◆ Fragmento de origen
Pienso que no es como me gustaría hacer un documental, lo siento distante,
impersonal. Me molesta incluso el hecho de que para hablar el autor tenga que
aparecer como un entrevistado más y no a través de una voz narradora. Pienso en
estructuras narrativas distintas, más complejas, con más elaboración personal. ¿Estaré diciendo que este documental no es
complejo? ¿Y los policías, el peligro? ¿Y las muertes, el hambre? No debería
estar pensando en los asuntos formales cuando me están mostrando la imagen de
un río represado por multinacionales que impide la llegada del agua que
deberían consumir estos niños. ¿No es cruel estar pensando en el valor estético
de una imagen de un niño ciego? La ceguera no se la ha inventado el realizador,
nadie le puso un lente de contacto blanco a ese niño, no es ficción, ese niño
existe y yo debería estar reflexionando sobre ese hecho más que sobre la forma
en que es mostrado, al menos en este caso. ¿He perdido mi capacidad de conmoverme? Mi humanidad.

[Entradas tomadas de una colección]
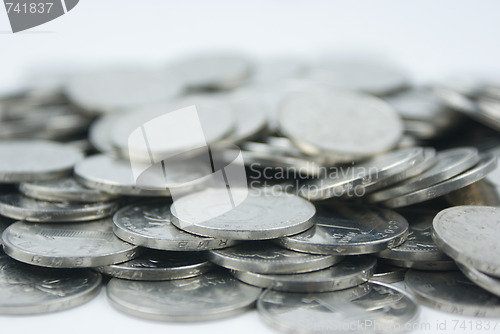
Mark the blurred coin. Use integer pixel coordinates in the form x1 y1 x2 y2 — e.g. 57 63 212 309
279 89 403 161
107 271 261 322
0 193 118 222
232 256 377 292
277 205 408 255
19 177 116 203
0 140 83 183
95 250 212 281
208 241 342 274
432 206 500 277
368 147 479 202
0 256 101 315
3 218 138 268
405 270 500 317
170 189 316 240
113 200 236 251
381 155 497 208
257 283 419 334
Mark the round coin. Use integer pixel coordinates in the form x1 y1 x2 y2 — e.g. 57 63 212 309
170 188 316 240
277 204 408 255
113 200 236 251
279 90 403 161
232 256 377 292
0 256 101 315
432 206 500 277
19 177 116 203
107 271 261 322
0 140 83 183
405 270 500 317
257 283 419 334
2 219 139 268
208 241 342 274
95 250 213 281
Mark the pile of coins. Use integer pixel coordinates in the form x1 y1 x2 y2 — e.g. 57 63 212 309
0 53 500 333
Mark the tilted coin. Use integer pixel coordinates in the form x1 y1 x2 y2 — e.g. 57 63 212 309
0 256 101 314
232 256 377 292
2 218 139 268
257 283 419 334
107 271 261 321
457 262 500 297
432 206 500 277
377 209 455 270
0 193 118 222
299 147 426 200
279 90 403 161
19 177 116 203
208 241 342 274
113 200 236 251
380 154 497 208
166 52 252 90
170 188 316 240
277 204 408 255
0 140 83 183
369 147 479 202
405 270 500 317
95 250 213 281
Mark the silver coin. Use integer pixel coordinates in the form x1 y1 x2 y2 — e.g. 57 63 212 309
405 270 500 317
377 208 455 270
368 147 479 202
166 53 252 90
113 201 236 251
170 188 316 240
432 206 500 277
370 262 408 284
19 177 116 203
457 263 500 297
299 147 425 200
0 256 101 314
257 283 419 334
107 271 261 322
95 250 213 281
306 56 410 95
0 193 118 222
380 155 497 208
232 256 377 292
279 89 403 161
2 219 139 268
277 205 408 255
208 241 342 274
0 193 118 222
0 140 83 183
66 68 182 113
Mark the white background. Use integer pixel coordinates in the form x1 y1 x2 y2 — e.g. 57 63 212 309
0 0 500 334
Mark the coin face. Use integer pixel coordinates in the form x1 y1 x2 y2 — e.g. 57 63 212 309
113 200 236 251
405 270 500 317
0 193 118 222
257 283 419 333
433 206 500 277
107 271 261 321
0 140 83 183
208 241 342 274
170 189 316 240
96 250 213 281
2 219 139 268
279 90 403 161
278 204 408 255
0 256 101 314
232 256 377 292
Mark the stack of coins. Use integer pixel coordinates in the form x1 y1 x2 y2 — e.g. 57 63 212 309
0 53 500 333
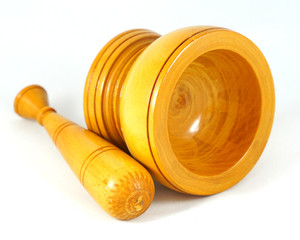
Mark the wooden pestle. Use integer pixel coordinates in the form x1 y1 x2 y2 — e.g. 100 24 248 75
14 85 154 220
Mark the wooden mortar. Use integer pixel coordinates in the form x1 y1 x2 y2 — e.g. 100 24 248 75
84 26 275 195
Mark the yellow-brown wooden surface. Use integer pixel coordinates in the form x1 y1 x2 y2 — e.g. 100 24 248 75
15 85 154 220
84 26 275 195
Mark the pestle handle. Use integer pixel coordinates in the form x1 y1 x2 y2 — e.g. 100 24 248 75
14 85 154 220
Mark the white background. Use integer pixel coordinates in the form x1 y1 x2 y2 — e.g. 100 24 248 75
0 0 300 240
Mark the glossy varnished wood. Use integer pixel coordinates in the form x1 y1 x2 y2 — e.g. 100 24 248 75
84 26 275 195
15 85 154 219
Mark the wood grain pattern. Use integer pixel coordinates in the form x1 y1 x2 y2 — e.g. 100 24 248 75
84 26 275 195
15 85 154 220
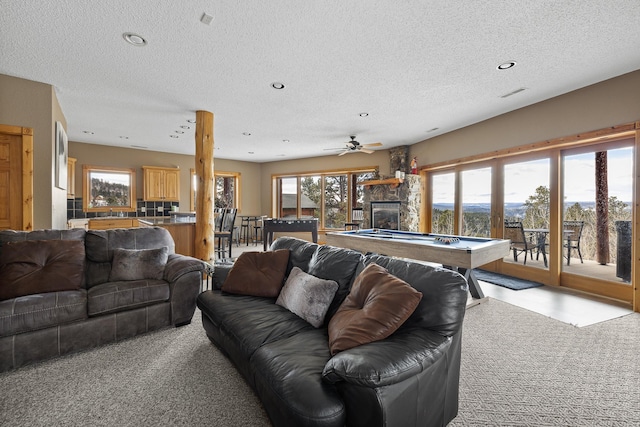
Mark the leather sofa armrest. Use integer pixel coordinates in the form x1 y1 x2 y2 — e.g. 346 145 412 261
164 254 205 283
322 330 452 388
212 264 233 290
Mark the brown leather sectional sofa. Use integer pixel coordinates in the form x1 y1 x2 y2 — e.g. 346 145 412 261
198 237 467 427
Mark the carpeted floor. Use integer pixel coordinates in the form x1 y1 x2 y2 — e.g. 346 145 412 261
0 298 640 427
473 268 542 291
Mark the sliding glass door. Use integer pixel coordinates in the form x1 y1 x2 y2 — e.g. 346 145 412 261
562 141 634 286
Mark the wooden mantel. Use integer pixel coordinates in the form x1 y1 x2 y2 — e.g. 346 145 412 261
360 178 404 188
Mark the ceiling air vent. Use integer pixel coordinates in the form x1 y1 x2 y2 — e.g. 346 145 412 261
500 87 527 98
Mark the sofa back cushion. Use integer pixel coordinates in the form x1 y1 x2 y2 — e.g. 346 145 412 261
271 237 364 326
222 249 289 298
308 245 364 325
0 240 85 300
85 227 175 288
109 246 169 282
328 263 422 355
356 255 468 336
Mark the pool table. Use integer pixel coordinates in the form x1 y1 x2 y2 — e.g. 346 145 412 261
326 228 510 298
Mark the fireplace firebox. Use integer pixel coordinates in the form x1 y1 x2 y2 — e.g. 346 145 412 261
371 201 401 230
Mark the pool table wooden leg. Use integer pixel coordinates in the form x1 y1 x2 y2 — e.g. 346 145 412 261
444 265 484 299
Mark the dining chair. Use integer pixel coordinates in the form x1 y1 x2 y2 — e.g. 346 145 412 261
215 208 238 258
504 221 538 265
562 221 584 265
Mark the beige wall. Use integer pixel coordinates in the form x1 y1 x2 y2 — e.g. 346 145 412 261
0 70 640 228
0 74 67 229
410 70 640 165
69 141 260 215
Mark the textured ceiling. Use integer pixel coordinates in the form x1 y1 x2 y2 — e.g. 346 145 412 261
0 0 640 162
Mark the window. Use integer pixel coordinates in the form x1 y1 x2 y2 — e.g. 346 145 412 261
82 165 136 212
274 168 374 229
190 169 240 211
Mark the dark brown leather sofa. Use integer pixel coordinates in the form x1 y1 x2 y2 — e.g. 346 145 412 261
198 237 467 427
0 227 204 372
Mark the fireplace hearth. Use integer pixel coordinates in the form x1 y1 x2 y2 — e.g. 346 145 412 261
371 201 401 230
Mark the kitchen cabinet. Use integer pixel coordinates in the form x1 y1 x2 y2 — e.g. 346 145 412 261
67 157 77 199
142 166 180 202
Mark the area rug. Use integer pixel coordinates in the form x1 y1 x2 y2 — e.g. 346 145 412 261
473 268 542 291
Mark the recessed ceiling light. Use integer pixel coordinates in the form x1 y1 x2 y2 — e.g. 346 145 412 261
500 87 527 98
122 33 147 47
496 61 516 70
200 13 213 25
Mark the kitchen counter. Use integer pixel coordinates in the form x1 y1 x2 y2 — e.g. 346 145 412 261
138 216 195 226
138 217 196 256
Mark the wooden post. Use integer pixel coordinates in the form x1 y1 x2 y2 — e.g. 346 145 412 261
195 110 216 262
596 151 609 265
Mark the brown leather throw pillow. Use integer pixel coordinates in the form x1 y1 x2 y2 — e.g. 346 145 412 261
222 249 289 298
328 264 422 355
0 240 85 300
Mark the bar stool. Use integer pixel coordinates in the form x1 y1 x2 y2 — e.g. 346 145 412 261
239 216 251 246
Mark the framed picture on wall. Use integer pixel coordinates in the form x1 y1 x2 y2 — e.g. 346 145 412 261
55 122 69 190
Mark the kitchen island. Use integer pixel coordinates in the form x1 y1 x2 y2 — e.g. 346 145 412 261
138 215 196 256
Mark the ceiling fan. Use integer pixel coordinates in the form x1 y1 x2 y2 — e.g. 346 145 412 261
327 135 382 156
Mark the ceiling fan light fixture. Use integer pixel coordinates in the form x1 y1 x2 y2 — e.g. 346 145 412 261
496 61 517 70
122 33 147 47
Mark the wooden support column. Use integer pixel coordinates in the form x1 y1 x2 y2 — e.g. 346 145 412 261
195 110 216 262
596 151 609 265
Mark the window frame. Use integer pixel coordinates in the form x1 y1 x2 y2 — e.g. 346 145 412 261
271 166 378 231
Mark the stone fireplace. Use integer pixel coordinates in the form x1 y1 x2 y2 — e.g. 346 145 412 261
370 201 402 230
362 146 422 231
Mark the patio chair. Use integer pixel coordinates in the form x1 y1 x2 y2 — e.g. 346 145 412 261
504 221 538 265
562 221 584 265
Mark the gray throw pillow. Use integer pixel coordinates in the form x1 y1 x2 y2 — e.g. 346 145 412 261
276 267 338 328
109 246 169 282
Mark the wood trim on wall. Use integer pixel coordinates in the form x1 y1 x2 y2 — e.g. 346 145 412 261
0 124 33 231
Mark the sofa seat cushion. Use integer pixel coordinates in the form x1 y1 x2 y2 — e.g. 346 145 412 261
0 240 85 300
198 291 313 359
87 280 171 316
251 329 346 426
0 289 87 337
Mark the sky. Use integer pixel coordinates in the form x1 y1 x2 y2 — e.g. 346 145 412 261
433 148 633 203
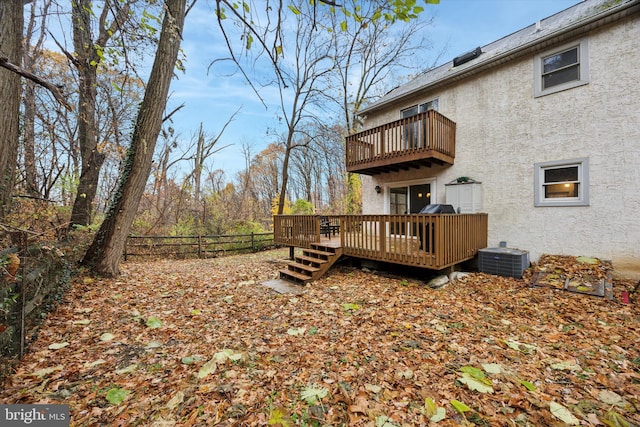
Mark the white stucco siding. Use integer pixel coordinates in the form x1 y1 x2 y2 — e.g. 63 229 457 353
362 18 640 276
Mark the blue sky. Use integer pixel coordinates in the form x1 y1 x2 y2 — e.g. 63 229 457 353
169 0 579 179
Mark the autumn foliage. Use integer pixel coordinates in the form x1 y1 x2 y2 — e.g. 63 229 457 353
0 250 640 426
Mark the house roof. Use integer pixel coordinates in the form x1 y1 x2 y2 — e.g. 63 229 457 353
359 0 640 116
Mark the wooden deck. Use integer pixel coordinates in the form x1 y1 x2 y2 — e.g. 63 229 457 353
346 110 456 175
274 214 488 270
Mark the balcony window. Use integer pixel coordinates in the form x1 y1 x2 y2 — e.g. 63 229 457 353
534 158 589 206
534 39 589 96
400 98 438 149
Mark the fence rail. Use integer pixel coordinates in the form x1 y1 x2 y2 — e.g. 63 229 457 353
124 232 275 261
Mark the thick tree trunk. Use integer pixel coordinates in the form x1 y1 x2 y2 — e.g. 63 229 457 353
22 81 40 196
69 0 106 227
82 0 186 277
0 0 24 220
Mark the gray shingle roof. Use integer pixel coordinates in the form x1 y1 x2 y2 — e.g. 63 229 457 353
361 0 640 115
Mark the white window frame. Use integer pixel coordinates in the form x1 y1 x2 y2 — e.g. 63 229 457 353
383 178 437 215
400 98 440 119
533 157 589 207
533 38 589 98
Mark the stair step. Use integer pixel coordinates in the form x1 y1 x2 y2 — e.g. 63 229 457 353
287 261 320 273
296 255 329 264
280 270 311 283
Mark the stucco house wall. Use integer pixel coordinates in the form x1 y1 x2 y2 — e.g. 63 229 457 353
362 14 640 277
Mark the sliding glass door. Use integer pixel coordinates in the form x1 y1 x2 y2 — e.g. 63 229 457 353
389 184 431 234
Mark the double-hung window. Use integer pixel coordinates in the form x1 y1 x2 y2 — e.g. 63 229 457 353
400 98 438 149
534 158 589 206
534 39 589 96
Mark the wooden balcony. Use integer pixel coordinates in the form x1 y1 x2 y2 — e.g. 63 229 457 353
273 214 488 270
346 110 456 175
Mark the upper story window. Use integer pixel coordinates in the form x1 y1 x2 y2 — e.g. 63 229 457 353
400 98 438 119
534 39 589 96
534 158 589 206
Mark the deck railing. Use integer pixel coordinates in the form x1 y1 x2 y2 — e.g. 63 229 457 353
274 214 488 270
346 110 456 172
340 214 488 270
273 215 320 248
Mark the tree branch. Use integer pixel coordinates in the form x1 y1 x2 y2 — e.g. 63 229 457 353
0 56 73 111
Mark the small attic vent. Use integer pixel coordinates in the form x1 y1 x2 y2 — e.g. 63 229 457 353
453 46 482 67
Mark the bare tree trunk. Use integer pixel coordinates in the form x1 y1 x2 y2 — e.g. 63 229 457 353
82 0 186 277
0 0 24 219
22 0 51 196
69 0 107 227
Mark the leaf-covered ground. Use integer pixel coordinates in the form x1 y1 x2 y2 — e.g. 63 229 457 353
0 250 640 427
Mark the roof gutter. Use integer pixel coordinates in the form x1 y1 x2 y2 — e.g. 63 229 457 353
358 0 640 116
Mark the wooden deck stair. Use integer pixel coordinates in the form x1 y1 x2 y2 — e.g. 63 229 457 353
280 243 342 284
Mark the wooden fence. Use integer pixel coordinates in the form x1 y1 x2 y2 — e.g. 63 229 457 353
124 233 275 261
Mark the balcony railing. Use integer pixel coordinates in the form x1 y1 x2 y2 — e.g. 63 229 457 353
346 110 456 175
273 214 488 270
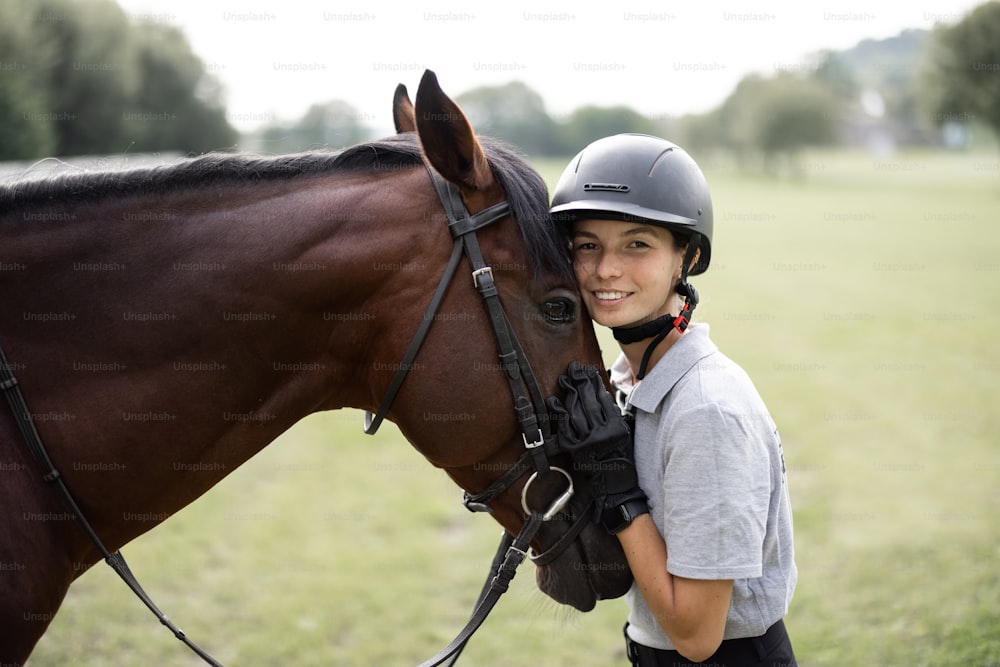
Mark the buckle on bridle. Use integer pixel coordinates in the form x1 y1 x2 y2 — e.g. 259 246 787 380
472 266 494 289
521 466 573 521
521 429 545 449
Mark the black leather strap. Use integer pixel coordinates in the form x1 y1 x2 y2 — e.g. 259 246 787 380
0 342 221 667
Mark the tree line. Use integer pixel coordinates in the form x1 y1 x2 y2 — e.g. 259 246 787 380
0 0 1000 162
0 0 239 160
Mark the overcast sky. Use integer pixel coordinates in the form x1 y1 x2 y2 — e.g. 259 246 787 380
119 0 980 134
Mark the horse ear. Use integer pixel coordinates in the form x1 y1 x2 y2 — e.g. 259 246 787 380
392 84 417 134
416 70 494 190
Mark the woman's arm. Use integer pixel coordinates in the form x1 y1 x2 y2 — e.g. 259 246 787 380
618 514 733 662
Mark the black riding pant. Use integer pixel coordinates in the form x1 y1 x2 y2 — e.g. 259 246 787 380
625 621 798 667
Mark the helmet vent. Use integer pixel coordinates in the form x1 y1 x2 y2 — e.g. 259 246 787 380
583 183 631 192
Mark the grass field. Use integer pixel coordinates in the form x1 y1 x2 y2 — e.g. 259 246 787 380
29 147 1000 667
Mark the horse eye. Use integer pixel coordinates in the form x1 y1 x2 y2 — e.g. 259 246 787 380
542 298 576 324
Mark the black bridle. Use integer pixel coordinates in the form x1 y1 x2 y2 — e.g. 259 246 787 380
365 163 593 667
0 158 593 667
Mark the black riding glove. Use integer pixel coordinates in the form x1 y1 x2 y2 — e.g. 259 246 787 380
546 361 649 533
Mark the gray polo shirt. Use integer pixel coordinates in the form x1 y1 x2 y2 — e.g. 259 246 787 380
611 323 797 649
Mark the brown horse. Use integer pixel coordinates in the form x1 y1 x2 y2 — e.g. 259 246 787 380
0 72 630 664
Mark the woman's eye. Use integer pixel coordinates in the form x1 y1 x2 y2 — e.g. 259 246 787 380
542 298 576 324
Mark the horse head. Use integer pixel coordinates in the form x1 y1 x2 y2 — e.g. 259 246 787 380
378 71 631 611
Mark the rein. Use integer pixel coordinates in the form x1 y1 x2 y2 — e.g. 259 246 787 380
0 342 222 667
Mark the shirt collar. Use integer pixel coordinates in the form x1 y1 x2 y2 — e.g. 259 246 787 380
611 322 719 412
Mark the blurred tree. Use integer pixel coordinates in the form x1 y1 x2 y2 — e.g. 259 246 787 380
0 2 56 160
717 74 768 161
0 0 237 158
751 74 840 173
28 0 139 155
455 81 562 155
122 23 238 153
922 1 1000 150
560 106 657 152
261 100 369 153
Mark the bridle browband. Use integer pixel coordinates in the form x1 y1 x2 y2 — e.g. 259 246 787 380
365 162 593 667
0 162 593 667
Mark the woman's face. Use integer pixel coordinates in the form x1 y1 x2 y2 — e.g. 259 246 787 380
572 219 683 327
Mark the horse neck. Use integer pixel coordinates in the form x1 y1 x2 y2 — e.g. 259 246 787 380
0 170 438 545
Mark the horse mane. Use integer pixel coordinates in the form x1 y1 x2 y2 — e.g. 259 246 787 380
0 133 572 278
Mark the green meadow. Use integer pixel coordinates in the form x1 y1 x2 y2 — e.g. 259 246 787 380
29 152 1000 667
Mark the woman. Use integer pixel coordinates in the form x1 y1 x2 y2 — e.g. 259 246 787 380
550 135 797 666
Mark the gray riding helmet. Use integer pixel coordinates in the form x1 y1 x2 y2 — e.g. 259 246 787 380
550 134 712 275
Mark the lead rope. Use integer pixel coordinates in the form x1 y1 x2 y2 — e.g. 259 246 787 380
0 348 222 667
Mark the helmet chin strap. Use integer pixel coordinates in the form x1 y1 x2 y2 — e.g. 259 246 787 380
611 234 701 380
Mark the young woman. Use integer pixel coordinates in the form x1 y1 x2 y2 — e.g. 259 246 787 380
550 135 797 667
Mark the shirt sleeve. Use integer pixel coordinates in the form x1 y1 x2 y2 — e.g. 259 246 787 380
658 403 771 579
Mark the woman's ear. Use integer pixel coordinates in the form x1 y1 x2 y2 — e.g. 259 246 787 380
678 248 701 278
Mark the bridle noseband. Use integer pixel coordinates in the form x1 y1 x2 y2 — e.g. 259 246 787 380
365 162 593 667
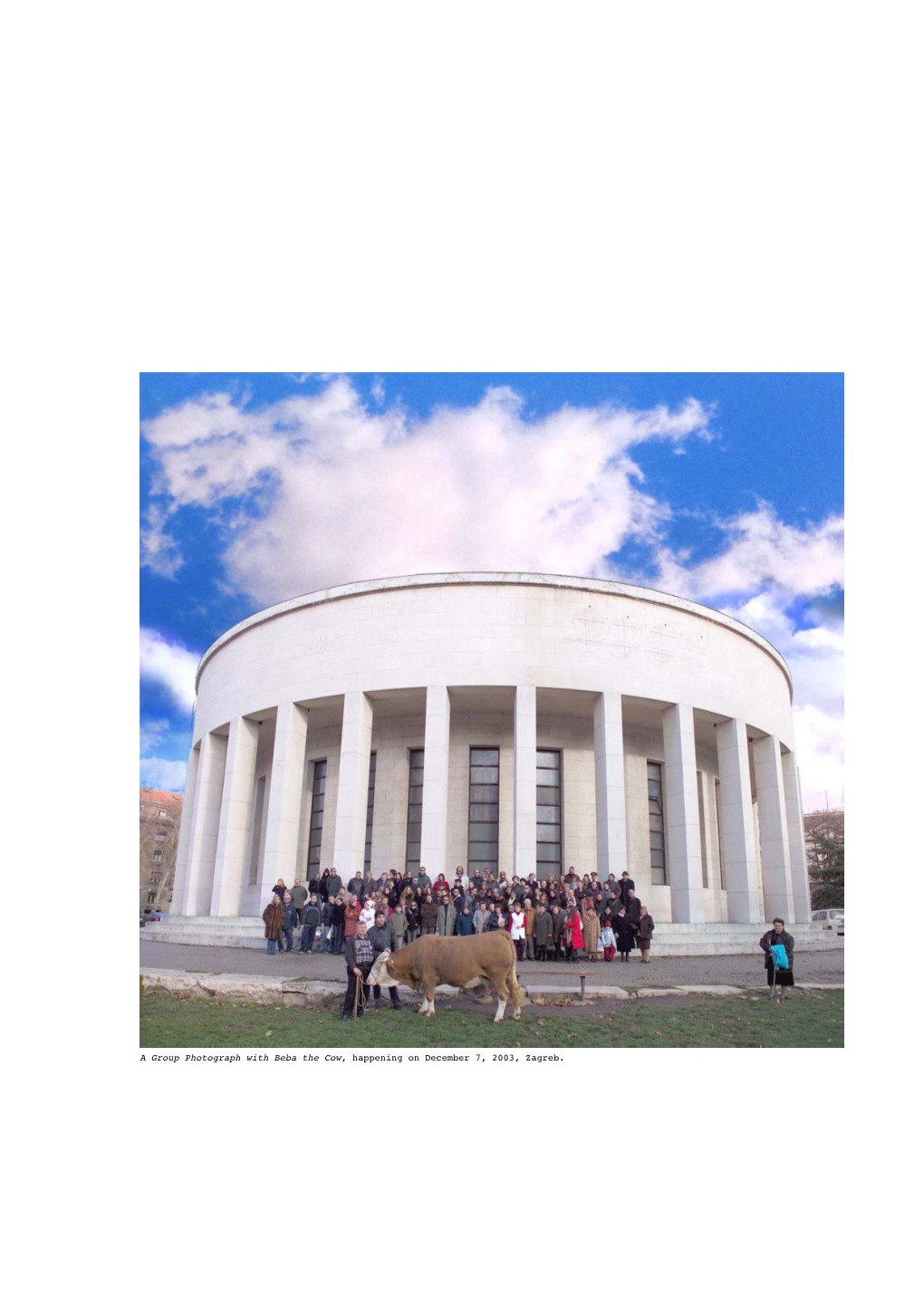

◆ Consigna 1
Según el fragmento sobre el documental, ¿qué impide la llegada del agua que deberían consumir los niños?
◆ Consigna 2
Reescriba en forma de lista breve el párrafo del fragmento sobre el documental que comienza con «Pienso que no es como me gustaría», conservando sus datos principales.
◆ Consigna 3
Indique si cada afirmación concuerda con el fragmento sobre el documental y responda sí o no, citando las palabras del texto que lo deciden: (a) el autor del documental habla a través de una voz narradora; (b) la ceguera del niño fue creada por el realizador; (c) el documental se percibe como distante e impersonal.
Las líneas constituyen un material independiente del fragmento.

◆ Respuesta final 1
Lo impide un río represado por multinacionales.

◆ Respuesta final 2
- El documental no es como le gustaría hacer uno: lo siente distante e impersonal.
- Le molesta que el autor tenga que hablar apareciendo como un entrevistado más y no a través de una voz narradora.
- Piensa en estructuras narrativas distintas, más complejas y con más elaboración personal, aunque se pregunta si está diciendo que este documental no es complejo, con los policías, el peligro, las muertes y el hambre.
- Considera que no debería pensar en los asuntos formales ante la imagen de un río represado por multinacionales que impide que llegue el agua a estos niños, ni en el valor estético de la imagen de un niño ciego.
- Recuerda que la ceguera no la inventó el realizador y que no es ficción, y se pregunta si ha perdido su capacidad de conmoverse, su humanidad.

◆ Respuesta final 3
(a) No: «tenga que aparecer como un entrevistado más y no a través de una voz narradora».
(b) No: «La ceguera no se la ha inventado el realizador».
(c) Sí: «lo siento distante, impersonal».